> _AIM OF THE TASK_: Count how many lines of the records below contain the word "green". Case counts, and your reply should be only the number.

> _RAW DATA_:

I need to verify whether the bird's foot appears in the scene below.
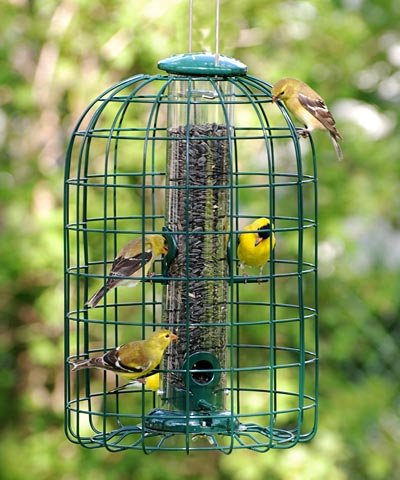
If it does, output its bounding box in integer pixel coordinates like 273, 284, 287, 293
297, 128, 310, 138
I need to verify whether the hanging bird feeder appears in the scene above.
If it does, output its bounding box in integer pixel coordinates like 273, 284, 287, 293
65, 0, 318, 453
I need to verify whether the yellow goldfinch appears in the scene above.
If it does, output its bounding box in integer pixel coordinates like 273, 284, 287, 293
72, 330, 178, 383
271, 78, 343, 160
85, 235, 168, 308
108, 373, 163, 395
237, 218, 276, 275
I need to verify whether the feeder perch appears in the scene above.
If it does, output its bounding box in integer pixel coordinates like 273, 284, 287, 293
65, 53, 318, 453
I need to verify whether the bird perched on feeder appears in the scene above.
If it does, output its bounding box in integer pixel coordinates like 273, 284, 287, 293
108, 373, 163, 395
237, 218, 276, 276
271, 78, 343, 160
72, 330, 178, 383
85, 235, 168, 308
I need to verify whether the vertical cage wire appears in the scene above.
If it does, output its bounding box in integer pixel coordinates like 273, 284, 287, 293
65, 68, 318, 453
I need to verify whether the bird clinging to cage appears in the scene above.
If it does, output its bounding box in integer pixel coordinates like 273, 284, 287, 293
85, 235, 168, 308
237, 218, 276, 275
271, 78, 343, 160
108, 372, 163, 395
72, 330, 178, 383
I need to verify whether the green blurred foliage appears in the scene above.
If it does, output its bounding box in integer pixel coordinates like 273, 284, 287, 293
0, 0, 400, 480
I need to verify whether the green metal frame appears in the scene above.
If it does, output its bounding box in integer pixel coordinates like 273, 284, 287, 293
64, 56, 318, 453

> _THE REPLY_: 2